__REQUIREMENT__.
Each line from the one containing "Every instance of the police" through the end of the records below must be repeated exactly, and no other line.

---------------

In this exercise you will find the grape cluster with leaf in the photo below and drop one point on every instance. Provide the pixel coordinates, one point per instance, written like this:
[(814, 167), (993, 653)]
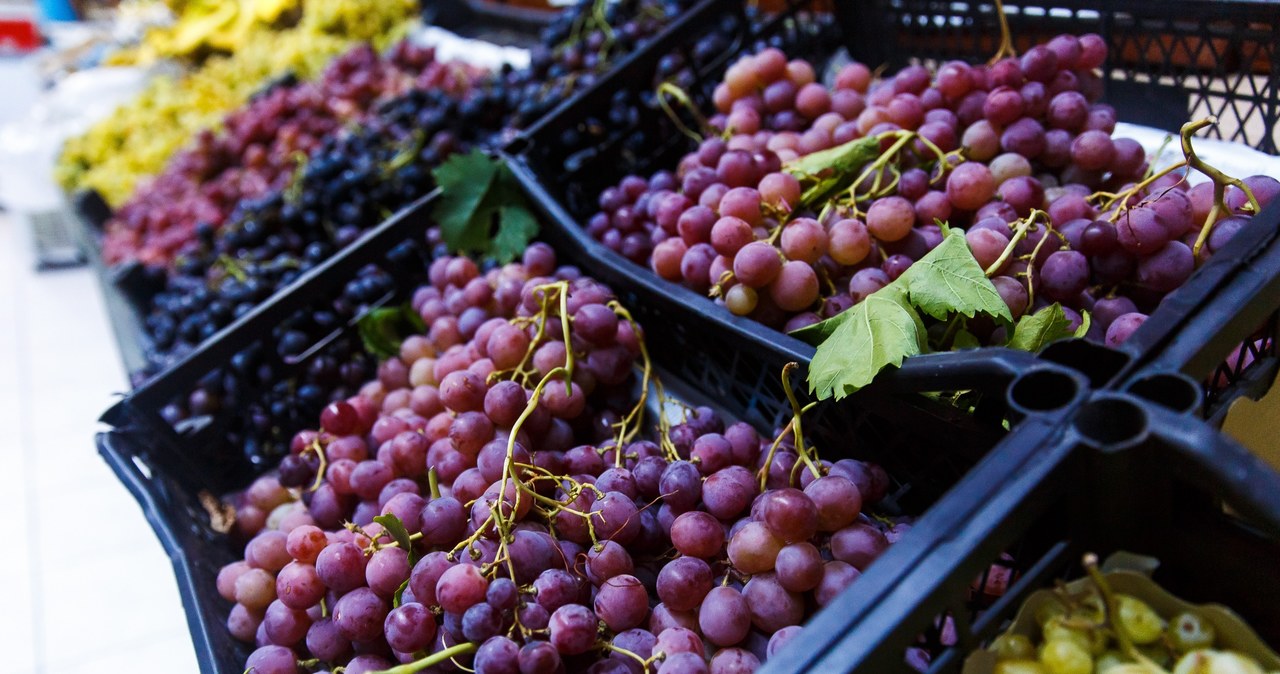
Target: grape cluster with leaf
[(502, 499), (805, 200)]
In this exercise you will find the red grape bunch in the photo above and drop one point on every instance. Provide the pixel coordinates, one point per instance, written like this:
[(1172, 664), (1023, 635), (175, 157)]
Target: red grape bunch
[(746, 218), (529, 527)]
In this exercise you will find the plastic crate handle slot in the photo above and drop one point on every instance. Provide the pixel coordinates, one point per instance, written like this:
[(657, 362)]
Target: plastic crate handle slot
[(1174, 391)]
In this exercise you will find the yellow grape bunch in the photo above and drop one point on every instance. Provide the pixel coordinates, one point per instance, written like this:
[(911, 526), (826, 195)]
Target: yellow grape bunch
[(137, 140)]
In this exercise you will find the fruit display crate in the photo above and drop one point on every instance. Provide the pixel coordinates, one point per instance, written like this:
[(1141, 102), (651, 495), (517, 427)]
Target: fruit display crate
[(1170, 62), (129, 288), (926, 445), (1125, 475)]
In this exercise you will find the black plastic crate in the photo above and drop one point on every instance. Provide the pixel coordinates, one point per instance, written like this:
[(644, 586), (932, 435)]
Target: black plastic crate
[(1125, 475), (1228, 342), (129, 288), (926, 445), (572, 154), (1169, 62)]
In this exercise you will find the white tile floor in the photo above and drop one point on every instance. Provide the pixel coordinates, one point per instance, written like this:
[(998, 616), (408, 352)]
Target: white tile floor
[(87, 586)]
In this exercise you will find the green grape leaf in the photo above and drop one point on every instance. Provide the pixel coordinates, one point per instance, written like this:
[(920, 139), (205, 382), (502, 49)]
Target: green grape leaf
[(965, 339), (1086, 322), (382, 330), (876, 333), (516, 229), (397, 531), (823, 174), (465, 182), (483, 209), (1034, 331), (949, 280)]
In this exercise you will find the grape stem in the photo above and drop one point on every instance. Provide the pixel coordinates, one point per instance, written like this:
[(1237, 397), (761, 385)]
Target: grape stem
[(1109, 603), (433, 482), (1220, 182), (635, 417), (1020, 229), (611, 647), (681, 96), (727, 276), (792, 427), (434, 659), (324, 463), (1034, 256), (876, 169), (1107, 200), (1006, 37)]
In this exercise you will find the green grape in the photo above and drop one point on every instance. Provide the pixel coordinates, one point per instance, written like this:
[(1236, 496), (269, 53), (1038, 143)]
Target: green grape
[(1066, 656), (1157, 654), (1189, 632), (1138, 619), (1093, 641), (1013, 647), (1216, 663), (1047, 611), (1020, 666), (1109, 660), (1092, 609)]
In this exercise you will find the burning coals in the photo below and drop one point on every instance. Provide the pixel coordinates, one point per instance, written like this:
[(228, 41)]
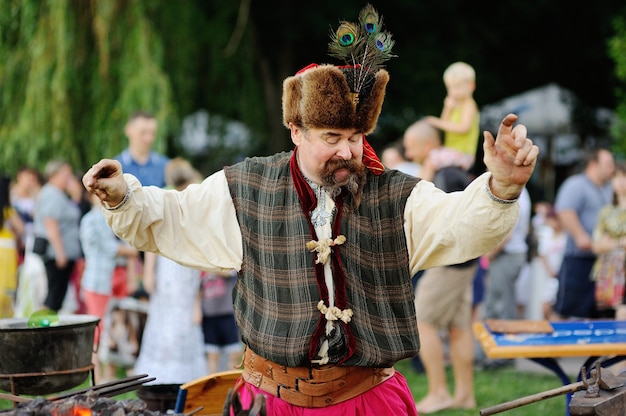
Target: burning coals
[(89, 404)]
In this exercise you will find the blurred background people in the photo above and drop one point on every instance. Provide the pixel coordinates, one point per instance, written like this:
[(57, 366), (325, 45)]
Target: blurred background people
[(221, 336), (101, 248), (460, 117), (56, 222), (172, 347), (578, 202), (609, 244), (24, 191), (138, 158)]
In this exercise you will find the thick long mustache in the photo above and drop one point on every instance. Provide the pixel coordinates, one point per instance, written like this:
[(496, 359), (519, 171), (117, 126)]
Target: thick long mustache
[(353, 184), (328, 174)]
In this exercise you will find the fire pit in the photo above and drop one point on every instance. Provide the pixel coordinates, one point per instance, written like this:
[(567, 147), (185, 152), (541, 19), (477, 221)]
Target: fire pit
[(45, 360)]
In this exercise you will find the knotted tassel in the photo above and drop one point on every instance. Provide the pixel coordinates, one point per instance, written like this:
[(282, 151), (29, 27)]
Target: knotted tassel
[(323, 246)]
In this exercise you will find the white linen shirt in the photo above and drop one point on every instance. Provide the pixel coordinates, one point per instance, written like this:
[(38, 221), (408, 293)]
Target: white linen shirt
[(198, 227)]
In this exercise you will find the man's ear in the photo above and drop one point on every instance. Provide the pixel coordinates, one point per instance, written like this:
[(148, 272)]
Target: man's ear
[(296, 134)]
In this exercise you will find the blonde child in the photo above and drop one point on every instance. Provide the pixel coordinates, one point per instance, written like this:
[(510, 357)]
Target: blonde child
[(460, 117)]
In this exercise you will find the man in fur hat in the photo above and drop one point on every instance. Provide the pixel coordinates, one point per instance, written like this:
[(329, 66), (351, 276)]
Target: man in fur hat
[(325, 241)]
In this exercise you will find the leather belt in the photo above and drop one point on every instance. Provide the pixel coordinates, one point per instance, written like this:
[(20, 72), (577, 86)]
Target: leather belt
[(311, 387)]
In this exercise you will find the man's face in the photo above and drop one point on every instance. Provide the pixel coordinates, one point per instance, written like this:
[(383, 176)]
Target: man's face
[(142, 132), (329, 157)]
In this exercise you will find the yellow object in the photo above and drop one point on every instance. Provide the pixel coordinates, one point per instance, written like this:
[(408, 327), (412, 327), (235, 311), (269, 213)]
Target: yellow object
[(8, 267), (209, 392)]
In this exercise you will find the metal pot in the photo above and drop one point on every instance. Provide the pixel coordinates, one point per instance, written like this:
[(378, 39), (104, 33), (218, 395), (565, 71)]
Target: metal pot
[(44, 360)]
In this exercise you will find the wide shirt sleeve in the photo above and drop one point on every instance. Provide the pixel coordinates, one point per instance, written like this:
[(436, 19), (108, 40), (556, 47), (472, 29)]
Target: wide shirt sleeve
[(196, 227), (451, 228)]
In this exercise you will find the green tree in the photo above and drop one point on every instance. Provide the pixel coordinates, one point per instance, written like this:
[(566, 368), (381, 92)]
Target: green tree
[(617, 47)]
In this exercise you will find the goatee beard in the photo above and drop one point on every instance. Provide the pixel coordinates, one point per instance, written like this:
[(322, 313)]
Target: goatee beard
[(353, 184)]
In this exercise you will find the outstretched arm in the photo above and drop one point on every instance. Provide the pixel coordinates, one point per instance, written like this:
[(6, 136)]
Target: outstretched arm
[(510, 157)]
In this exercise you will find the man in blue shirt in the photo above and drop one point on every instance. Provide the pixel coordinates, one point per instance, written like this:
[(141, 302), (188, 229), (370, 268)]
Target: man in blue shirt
[(578, 202), (139, 158)]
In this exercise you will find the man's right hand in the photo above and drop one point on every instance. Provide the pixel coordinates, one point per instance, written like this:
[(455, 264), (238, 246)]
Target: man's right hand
[(105, 180)]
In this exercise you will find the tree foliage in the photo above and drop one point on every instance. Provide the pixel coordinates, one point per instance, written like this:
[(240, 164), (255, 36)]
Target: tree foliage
[(71, 71), (617, 46)]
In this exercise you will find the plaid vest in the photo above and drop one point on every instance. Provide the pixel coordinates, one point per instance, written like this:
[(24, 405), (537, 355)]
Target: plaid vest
[(276, 293)]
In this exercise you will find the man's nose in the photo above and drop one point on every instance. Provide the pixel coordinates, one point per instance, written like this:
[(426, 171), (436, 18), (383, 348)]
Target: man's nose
[(344, 151)]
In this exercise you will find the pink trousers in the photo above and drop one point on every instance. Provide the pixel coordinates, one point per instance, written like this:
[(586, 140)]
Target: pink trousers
[(392, 397)]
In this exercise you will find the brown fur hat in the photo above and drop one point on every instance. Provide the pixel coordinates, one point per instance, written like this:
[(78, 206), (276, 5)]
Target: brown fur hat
[(321, 97)]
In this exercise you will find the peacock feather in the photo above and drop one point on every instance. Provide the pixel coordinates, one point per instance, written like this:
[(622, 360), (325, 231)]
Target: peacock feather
[(363, 47)]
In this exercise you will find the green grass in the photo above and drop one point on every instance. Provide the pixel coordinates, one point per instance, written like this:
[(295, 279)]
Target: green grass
[(496, 387), (492, 388)]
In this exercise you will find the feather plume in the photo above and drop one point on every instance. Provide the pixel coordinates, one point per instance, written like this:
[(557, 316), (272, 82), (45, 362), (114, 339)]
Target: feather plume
[(363, 46)]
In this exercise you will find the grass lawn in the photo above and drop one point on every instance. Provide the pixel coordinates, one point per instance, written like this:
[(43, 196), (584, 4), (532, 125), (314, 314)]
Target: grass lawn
[(495, 387), (492, 388)]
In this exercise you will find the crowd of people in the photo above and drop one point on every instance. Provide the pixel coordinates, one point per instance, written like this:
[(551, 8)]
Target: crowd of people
[(58, 253), (323, 262)]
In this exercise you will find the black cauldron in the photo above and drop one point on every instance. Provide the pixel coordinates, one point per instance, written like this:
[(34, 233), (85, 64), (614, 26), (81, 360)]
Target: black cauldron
[(45, 360)]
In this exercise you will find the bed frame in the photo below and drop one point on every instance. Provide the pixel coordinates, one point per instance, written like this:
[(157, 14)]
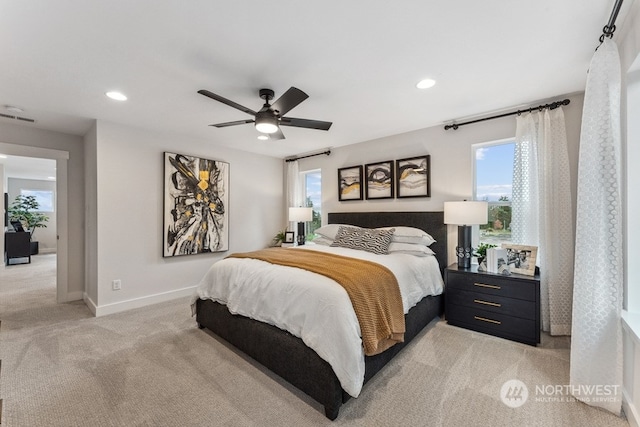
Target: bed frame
[(288, 356)]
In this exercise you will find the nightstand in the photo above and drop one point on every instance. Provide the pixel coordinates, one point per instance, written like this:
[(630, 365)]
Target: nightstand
[(503, 306)]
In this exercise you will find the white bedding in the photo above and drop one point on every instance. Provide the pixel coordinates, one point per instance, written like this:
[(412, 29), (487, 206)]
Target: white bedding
[(313, 307)]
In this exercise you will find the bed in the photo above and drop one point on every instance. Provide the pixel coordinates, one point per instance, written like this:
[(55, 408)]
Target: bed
[(289, 357)]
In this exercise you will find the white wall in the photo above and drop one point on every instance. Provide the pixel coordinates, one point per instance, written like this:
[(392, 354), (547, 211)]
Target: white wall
[(629, 47), (129, 214), (451, 162), (45, 236), (2, 207)]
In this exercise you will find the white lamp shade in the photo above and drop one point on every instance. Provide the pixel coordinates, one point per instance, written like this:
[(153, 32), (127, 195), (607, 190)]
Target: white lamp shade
[(300, 214), (466, 213)]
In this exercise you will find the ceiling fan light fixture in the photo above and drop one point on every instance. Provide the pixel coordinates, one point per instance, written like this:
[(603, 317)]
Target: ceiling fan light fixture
[(426, 83), (117, 96), (266, 124)]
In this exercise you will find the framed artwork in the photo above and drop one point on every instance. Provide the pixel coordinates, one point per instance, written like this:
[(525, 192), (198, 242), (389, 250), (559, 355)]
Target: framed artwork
[(521, 259), (413, 177), (350, 183), (196, 198), (288, 237), (379, 181)]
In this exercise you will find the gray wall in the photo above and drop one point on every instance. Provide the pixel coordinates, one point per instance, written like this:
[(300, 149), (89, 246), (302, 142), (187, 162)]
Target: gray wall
[(451, 162)]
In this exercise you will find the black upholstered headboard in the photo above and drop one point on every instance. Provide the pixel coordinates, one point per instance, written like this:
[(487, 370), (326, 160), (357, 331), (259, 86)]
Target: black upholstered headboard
[(431, 222)]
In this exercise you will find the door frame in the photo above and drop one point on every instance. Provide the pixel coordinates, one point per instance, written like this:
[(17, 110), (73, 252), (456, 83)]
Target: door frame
[(62, 205)]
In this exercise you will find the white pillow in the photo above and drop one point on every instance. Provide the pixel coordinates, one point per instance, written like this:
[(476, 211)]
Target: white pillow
[(321, 240), (410, 248), (411, 235), (330, 230)]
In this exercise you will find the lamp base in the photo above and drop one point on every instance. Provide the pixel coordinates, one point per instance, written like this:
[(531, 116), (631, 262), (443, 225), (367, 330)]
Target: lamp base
[(464, 249), (301, 237)]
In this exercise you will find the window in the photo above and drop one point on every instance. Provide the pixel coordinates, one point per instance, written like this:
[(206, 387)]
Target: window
[(312, 188), (493, 181)]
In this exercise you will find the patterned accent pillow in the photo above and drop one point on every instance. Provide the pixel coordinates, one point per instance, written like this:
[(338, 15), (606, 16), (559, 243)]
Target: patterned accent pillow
[(366, 239)]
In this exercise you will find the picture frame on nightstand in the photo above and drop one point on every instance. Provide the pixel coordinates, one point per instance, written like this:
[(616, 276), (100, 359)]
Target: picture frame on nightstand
[(521, 259)]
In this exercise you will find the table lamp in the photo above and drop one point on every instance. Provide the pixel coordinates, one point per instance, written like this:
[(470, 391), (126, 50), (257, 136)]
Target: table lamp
[(465, 214), (300, 215)]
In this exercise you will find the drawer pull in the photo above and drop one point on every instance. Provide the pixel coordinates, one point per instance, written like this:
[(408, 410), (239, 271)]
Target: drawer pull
[(494, 304), (484, 319), (482, 285)]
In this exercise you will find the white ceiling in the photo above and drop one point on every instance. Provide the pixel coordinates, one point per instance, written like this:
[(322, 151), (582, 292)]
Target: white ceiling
[(359, 62)]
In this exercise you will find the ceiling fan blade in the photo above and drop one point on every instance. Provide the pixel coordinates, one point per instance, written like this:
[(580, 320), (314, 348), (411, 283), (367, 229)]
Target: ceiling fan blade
[(289, 100), (305, 123), (237, 122), (226, 101)]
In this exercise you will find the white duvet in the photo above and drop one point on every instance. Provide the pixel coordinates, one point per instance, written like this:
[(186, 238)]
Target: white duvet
[(313, 307)]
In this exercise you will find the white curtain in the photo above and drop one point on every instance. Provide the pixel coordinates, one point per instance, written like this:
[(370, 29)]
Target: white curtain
[(293, 193), (596, 345), (542, 210)]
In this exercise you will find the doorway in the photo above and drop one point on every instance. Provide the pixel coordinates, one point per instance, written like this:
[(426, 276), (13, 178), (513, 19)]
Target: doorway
[(60, 159)]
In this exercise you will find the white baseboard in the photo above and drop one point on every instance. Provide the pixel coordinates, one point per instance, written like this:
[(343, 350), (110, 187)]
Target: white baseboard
[(89, 302), (121, 306)]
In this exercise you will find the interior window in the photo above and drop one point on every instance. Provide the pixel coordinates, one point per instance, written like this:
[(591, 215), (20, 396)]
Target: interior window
[(493, 164), (312, 185)]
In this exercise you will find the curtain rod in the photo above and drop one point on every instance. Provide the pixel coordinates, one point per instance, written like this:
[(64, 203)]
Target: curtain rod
[(610, 28), (310, 155), (550, 106)]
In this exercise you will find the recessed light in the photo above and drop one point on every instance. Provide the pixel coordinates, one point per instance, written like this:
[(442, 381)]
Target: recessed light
[(425, 84), (118, 96)]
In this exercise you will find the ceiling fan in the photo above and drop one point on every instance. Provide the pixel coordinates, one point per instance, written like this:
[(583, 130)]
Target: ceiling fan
[(271, 116)]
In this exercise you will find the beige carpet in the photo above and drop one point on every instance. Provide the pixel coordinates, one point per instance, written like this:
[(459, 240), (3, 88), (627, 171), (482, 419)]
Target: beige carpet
[(153, 367)]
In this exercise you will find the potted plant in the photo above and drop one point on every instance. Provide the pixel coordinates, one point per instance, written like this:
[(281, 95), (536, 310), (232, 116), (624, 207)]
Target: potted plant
[(25, 210), (481, 251)]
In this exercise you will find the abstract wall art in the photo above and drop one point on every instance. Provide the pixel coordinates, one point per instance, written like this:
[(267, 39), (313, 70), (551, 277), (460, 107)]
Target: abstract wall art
[(196, 196), (379, 180), (350, 183), (413, 177)]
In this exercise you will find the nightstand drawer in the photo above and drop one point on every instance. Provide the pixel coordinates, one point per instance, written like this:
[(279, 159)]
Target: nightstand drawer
[(492, 285), (492, 303), (500, 325)]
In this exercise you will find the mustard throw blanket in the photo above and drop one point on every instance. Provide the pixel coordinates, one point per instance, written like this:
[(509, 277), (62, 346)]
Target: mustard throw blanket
[(372, 288)]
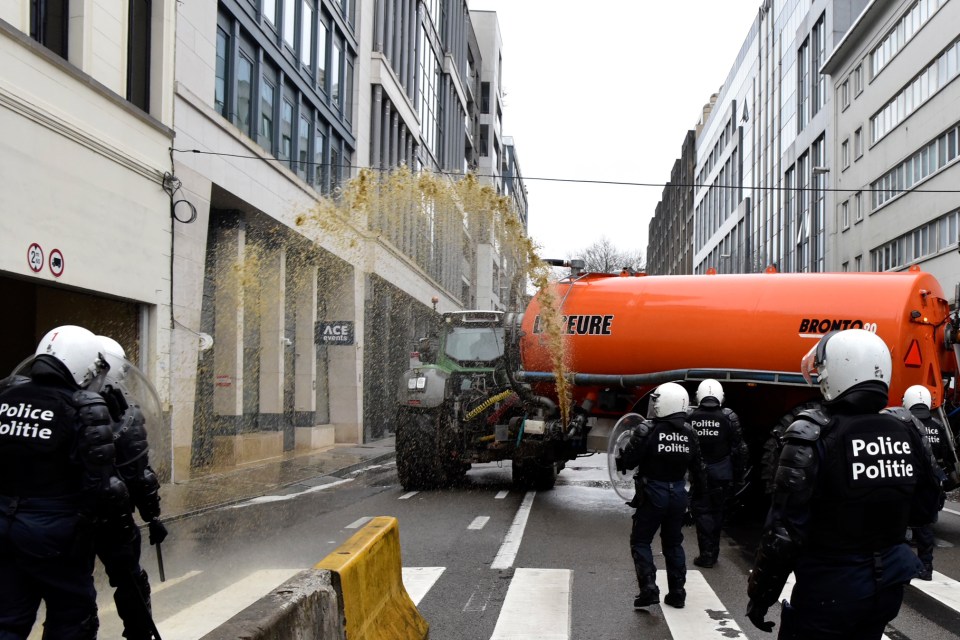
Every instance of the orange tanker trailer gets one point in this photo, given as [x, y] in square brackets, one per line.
[623, 335]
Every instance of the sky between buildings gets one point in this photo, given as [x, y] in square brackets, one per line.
[605, 90]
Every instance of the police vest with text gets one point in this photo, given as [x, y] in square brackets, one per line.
[869, 471]
[668, 452]
[713, 431]
[38, 441]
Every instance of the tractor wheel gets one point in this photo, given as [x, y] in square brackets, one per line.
[529, 473]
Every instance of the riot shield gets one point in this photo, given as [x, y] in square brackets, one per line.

---------------

__THE COMPLETED TASK__.
Every instance of the police vest with text gets one point in this photo, given as [x, y] in square brackets, one per line.
[869, 471]
[668, 452]
[713, 431]
[38, 441]
Every instance of the tractor wheel gets one point in this photo, given as [x, y] in square brackets, one per line.
[529, 473]
Every instance of the riot shield gets one point in this photo, given as [x, y] in square brackets, one per line.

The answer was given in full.